Problem 1: In the passage on the writer's books, why did the writer decide to cut the book in half instead of waiting? Answer in one to three sentences.
Problem 2: Decide whether each statement agrees with the passage on the writer's books, answering yes or no and quoting the deciding words: (a) Several publishers were eager to take the writer's book. (b) The writer went to Jerusalem during the spring of 2016. (c) The writer had always planned to write about the Jerusalem trip as a novel.
Problem 3: Continue the passage on the writer's books from its last sentence.

Page text:

I immediately hated that idea. So I went shopping around for another publisher. No one seemed very excited to publish an expensive book by no one about women who have no magical powers and are never rescued by vampires. My only options were to cut it in two or sit on it and wait around for something to change. The hardest thing you can do after spending so much time on a book is to shelve it. You want it out in the world where people can read it. So I cut it in half. I should have waited.

I went to Jerusalem for a little while during the spring of 2016. While I was there, I thought I might end up writing a book about it. But the last thing I wanted to do was write about the trip only to cut most of it out. In Jerusalem, I met someone who worked for a publisher in Europe that was looking for Israeli writers and novels about Israel. I had always intended to write the Jerusalem trip as a non-fiction travelogue, but the more I thought about it as a novel, the better it sounded. My story describes a movie that I didn't write. I didn't like the idea of talking about someone else's story with my name on the cover. If I changed the plot of the movie, I could describe anything I wanted. In non-fiction, you have to describe what happened. There is a little room to use different names and change a few things to protect the guilty, but in fiction, you can do absolutely anything.

Provided material:
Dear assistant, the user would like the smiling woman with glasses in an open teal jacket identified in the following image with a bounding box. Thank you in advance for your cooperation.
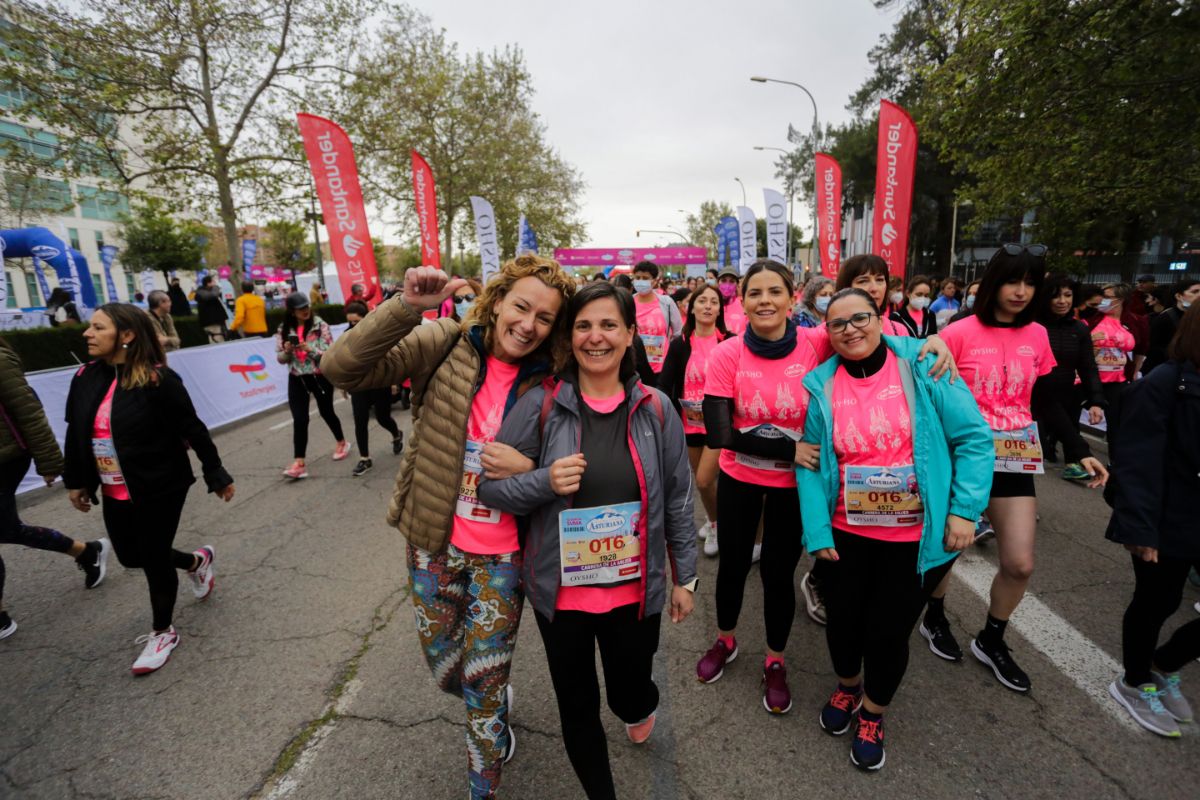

Exercise answer 1: No publisher seemed excited to take the book, so the only options were to cut it in two or shelve it and wait. The writer found shelving a book after so much work the hardest thing to do and wanted it out in the world where people could read it.

Exercise answer 2:
(a) No: "No one seemed very excited to publish an expensive book by no one about women who have no magical powers and are never rescued by vampires."
(b) Yes: "I went to Jerusalem for a little while during the spring of 2016."
(c) No: "I had always intended to write the Jerusalem trip as a non-fiction travelogue"

Exercise answer 3:
Harmony On Spring Hill became a novel and I went with a different publisher. Ordinarily, I would have felt too much loyalty to switch houses, but gutting and dividing the Paris book left a bad taste in my mouth. When they wanted another novel almost immediately, I had nothing to give. For good or bad, I tend to write after I've taken a major trip abroad. The last trip I took was Jerusalem, and that story was taken.

I was never entirely comfortable with cutting Shooting For Paris in half, but I never found a way to shorten it either. But what if it were a novel? As a work of fiction, I could do anything with it. I had no idea how long it would take to turn an epic travelogue into a reasonable novel, but I liked the idea.

It actually took a long time, but that gave the new publisher time to buy out the old publisher. I'm the copyright holder, so I can rewrite whatever I want, but it's licensed to the publisher. They hold the exclusive rights to publish it. No company wants to publish a book that's already available from some other company.

As of right now, Shooting For Paris is only available in novel form. Other than used copies or remainders, the non-fiction version should be out of print and/or unavailable at all retailers. If you bought either volume of the non-fiction version, hold onto it. It might be worth something in a hundred years.

Personally, I like the novel version better. It tells the story I wanted to tell without too much sacrifice on my end. Ironically, it's 220,000 words shorter than the first version. The best part is, it's finished. There will never be a 4.0.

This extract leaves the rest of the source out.